# [Do this]
Starting at the beginning of the items and ending with the line that contains "133), (143, 132)]", rewrite those lines with every "even-odd" changed to "nonzero" and everything else left unchanged.

◆ ◆ ◆ ◆ ◆ ◆ ◆

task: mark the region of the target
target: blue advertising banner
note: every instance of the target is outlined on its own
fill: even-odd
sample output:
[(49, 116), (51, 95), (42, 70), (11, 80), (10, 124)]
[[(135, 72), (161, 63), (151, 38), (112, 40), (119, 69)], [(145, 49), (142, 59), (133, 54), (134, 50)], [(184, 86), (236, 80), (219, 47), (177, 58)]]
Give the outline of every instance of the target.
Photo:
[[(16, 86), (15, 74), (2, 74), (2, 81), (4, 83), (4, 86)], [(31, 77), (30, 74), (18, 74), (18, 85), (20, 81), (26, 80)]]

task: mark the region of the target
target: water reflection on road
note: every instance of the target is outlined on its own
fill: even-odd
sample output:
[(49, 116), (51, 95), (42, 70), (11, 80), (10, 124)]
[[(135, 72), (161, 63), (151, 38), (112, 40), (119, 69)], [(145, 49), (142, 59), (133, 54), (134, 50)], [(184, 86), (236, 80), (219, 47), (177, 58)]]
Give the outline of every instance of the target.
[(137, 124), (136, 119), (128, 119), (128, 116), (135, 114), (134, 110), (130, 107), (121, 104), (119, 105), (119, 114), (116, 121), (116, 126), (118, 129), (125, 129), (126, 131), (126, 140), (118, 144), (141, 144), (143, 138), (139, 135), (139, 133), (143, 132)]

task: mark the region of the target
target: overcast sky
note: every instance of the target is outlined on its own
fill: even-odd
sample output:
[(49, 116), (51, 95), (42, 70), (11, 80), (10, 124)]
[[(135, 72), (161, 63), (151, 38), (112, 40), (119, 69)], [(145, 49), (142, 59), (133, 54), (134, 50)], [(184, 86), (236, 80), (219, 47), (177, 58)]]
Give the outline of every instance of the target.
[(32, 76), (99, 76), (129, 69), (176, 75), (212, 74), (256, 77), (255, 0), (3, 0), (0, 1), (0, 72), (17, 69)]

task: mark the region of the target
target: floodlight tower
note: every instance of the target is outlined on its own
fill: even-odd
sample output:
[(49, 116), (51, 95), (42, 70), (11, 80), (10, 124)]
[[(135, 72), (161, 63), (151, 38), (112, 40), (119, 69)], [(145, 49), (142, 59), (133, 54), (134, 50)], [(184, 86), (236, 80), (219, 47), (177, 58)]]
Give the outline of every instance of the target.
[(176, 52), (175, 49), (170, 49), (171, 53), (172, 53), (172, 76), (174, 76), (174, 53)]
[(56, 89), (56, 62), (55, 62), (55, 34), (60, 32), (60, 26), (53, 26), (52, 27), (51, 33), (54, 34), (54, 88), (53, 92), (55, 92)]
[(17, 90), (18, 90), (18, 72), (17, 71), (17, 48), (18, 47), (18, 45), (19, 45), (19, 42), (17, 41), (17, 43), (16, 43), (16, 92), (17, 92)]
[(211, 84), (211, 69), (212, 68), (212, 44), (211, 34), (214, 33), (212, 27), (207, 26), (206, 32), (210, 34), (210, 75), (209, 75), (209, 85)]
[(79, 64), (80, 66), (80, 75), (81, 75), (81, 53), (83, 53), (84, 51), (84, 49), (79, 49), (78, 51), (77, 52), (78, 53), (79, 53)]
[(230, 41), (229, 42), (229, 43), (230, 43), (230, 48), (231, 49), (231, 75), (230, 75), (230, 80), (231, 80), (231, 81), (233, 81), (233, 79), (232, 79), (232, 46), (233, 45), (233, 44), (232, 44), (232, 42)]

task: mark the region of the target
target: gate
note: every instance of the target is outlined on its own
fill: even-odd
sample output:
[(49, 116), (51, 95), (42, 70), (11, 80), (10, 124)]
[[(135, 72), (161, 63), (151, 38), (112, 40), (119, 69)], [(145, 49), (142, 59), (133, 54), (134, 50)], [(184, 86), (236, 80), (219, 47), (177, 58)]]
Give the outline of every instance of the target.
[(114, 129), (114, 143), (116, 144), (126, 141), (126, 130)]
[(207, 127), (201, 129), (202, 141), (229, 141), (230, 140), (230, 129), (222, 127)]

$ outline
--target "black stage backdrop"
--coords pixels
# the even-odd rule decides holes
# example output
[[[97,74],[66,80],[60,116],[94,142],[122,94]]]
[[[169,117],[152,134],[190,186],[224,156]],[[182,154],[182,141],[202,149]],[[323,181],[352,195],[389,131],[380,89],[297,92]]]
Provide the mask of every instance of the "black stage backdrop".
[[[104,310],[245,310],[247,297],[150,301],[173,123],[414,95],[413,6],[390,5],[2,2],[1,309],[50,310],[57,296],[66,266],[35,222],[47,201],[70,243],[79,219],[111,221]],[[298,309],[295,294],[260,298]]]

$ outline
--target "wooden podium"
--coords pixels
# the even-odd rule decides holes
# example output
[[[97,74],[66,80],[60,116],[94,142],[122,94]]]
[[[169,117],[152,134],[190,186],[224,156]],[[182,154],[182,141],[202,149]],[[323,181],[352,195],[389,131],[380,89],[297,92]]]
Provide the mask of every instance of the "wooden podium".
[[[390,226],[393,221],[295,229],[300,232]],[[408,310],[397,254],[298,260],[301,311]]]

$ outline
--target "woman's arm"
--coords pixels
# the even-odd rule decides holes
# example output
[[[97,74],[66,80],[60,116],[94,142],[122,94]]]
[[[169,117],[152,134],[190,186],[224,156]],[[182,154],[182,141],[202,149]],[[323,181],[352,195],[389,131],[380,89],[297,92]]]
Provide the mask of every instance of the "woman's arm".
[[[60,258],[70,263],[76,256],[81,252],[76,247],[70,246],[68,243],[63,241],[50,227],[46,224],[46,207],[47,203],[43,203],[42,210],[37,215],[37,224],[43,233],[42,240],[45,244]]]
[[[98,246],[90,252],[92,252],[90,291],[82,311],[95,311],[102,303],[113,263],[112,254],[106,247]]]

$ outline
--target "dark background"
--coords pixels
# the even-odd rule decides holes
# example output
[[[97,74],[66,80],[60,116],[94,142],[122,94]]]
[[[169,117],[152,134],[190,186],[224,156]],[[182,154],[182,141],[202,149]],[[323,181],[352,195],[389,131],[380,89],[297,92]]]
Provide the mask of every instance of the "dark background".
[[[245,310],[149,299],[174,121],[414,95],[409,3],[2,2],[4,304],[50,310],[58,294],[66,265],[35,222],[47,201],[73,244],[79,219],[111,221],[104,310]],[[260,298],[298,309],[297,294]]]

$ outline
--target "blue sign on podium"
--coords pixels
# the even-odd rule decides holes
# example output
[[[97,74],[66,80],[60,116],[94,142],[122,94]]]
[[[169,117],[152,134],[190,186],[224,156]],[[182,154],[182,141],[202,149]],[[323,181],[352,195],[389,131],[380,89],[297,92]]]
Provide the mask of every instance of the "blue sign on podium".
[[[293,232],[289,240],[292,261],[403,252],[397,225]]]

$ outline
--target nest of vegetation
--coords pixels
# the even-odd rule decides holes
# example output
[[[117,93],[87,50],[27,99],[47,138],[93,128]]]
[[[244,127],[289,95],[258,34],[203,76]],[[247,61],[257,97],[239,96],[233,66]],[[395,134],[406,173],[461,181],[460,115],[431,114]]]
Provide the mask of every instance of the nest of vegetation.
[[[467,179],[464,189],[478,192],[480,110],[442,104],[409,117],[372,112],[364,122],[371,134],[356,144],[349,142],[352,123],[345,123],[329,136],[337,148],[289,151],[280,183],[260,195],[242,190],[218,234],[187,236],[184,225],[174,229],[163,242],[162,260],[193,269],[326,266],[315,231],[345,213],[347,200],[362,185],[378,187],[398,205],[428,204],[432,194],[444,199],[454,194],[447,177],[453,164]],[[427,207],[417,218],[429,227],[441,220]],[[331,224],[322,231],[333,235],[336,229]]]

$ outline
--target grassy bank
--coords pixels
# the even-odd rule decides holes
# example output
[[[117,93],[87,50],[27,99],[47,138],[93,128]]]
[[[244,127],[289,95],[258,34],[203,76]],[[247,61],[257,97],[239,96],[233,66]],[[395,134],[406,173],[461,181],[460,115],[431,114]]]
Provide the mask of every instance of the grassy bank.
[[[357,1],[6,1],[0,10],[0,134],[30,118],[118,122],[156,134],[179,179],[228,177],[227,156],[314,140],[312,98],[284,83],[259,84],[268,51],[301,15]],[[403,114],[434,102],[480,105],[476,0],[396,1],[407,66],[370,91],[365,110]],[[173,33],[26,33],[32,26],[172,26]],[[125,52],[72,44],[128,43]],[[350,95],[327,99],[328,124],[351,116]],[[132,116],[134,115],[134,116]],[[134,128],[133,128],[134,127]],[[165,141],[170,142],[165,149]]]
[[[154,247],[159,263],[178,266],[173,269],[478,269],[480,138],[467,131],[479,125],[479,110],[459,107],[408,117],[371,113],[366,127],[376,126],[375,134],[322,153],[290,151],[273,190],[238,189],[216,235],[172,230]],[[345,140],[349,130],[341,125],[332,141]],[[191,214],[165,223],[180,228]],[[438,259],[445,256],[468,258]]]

◆ ◆ ◆ ◆ ◆ ◆ ◆

# [Exercise output]
task: mark the region of the target
target: blue advertising banner
note: every instance of the target is outlined on its own
fill: nonzero
sample output:
[(49, 116), (51, 95), (42, 70), (11, 80), (10, 124)]
[[(135, 72), (161, 63), (151, 38), (112, 40), (119, 69)], [(145, 49), (142, 59), (133, 54), (134, 50)], [(184, 86), (236, 80), (219, 47), (177, 58)]]
Give the outline of every instance of the target.
Photo:
[[(16, 86), (15, 74), (2, 74), (2, 81), (4, 83), (4, 86)], [(31, 77), (30, 74), (18, 74), (18, 85), (20, 81), (26, 80)]]

task: mark the region of the target
target: water reflection on road
note: every instance of the target is outlined on its own
fill: nonzero
sample output:
[(49, 116), (51, 95), (42, 70), (11, 80), (10, 124)]
[[(135, 72), (161, 63), (151, 38), (112, 40), (119, 69)], [(145, 49), (142, 59), (133, 54), (134, 50)], [(184, 86), (236, 80), (219, 47), (177, 58)]]
Give the outline of every instance of the target.
[(137, 124), (136, 119), (128, 119), (128, 116), (135, 114), (134, 110), (130, 107), (121, 104), (119, 105), (119, 114), (116, 121), (116, 126), (118, 129), (125, 129), (126, 131), (126, 140), (118, 144), (141, 144), (143, 138), (139, 135), (139, 133), (143, 132)]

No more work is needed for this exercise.